_必要な作業:_ 「治る」ことの意味と栄養療法について述べた文章を、最後の文に続けて書き進めてください。

_本文:_
____

患者さんが「治る」ために存在するのが僕ら医療者ですが、
「治る」の定義は人によって違います。日常生活に支障がなく
なればOKなのか、症状をゼロにしないといけないのか、あるいは
より強い身体をつくるのか、など。
それにより提案する治療も変わってくるのですが、忘れちゃ
いけないのは、我々の身体は新陳代謝という自己修復能力を
みんな予め持っているということです。例えば軽いすり傷
であれば病院に行くまでもなく自然と新しい皮膚に置き換わり
ます。風邪だって軽ければしっかり寝るだけで治りますよね。
俯瞰してみれば、治療とは個人の新陳代謝能を上げてあげるか
新陳代謝の邪魔をするものを排除するか、の2通りだけです。
ただ治療にはそれぞれ一長一短がありますので、なるべく
病態により合うものを提供できるかが医療者の能力、という
ことになります。
僕が栄養療法を積極的に提案しているのは、新陳代謝に働き
かけることができ、そして個人の病態を分析できるからです。

____

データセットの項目

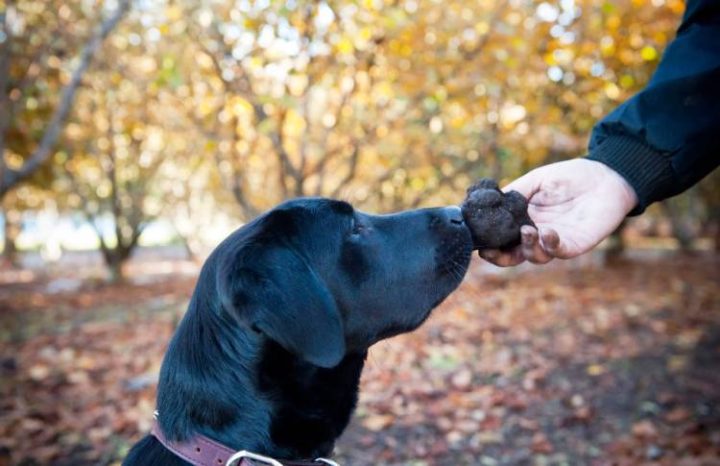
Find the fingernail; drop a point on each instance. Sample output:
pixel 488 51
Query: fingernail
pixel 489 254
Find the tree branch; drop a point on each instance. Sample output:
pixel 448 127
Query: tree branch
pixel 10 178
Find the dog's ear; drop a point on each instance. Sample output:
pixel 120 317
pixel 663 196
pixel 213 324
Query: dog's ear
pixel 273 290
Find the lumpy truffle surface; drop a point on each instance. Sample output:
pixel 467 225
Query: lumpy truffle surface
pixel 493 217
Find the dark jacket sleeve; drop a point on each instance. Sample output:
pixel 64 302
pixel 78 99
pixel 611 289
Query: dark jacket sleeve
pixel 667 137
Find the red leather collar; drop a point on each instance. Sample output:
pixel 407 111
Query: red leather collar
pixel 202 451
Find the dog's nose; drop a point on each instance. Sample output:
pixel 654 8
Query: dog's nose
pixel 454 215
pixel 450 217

____

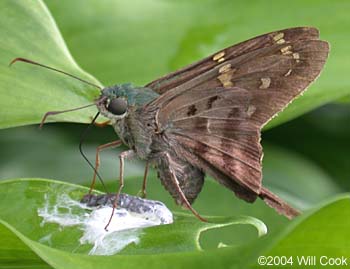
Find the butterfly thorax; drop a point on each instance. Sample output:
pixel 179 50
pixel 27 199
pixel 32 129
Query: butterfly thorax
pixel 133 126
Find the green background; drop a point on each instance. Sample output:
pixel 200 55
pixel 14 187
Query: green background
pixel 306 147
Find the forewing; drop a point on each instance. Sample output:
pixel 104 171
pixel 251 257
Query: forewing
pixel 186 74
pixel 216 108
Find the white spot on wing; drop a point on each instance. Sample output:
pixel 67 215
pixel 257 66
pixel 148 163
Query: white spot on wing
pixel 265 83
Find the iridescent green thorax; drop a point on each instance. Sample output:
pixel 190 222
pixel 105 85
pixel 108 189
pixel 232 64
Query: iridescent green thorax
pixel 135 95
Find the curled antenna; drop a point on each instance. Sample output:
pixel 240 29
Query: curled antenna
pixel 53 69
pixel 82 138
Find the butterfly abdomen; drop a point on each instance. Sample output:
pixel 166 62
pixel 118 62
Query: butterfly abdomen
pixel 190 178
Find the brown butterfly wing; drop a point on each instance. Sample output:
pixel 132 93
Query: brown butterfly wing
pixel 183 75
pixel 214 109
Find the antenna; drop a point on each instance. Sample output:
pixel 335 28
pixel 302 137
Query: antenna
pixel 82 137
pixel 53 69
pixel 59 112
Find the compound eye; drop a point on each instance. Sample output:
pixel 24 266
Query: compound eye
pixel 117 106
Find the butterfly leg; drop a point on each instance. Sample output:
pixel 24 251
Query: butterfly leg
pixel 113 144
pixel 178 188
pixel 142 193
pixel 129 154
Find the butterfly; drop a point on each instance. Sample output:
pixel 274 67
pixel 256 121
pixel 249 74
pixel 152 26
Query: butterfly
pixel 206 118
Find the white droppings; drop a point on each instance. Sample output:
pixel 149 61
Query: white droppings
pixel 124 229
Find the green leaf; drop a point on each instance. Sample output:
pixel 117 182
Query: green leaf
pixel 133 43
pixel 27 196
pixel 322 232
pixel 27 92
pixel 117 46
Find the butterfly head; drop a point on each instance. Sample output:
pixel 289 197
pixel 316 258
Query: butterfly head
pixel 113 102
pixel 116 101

____

_課題の解答:_
これはなかなか他に類を見ない特徴です。栄養療法では
糖質を敬遠する向きがありますが、これは感覚的に言って
いるのではなく、糖質過剰が新陳代謝を邪魔しなおかつ
副作用が出ること、そして分析してみると糖質過多の方が
多いからなんですね。
症状がなかなか良くならないと、自分は特殊なんだ、とか
自分は不幸だ、とネガティブ思考になりがちですし自暴自棄に
なったりもします。でも、生きている以上新陳代謝は必ず
行われているわけですから、そこに眼を向けて自分で自分を
応援してあげられればきっと光明が見えると思っています。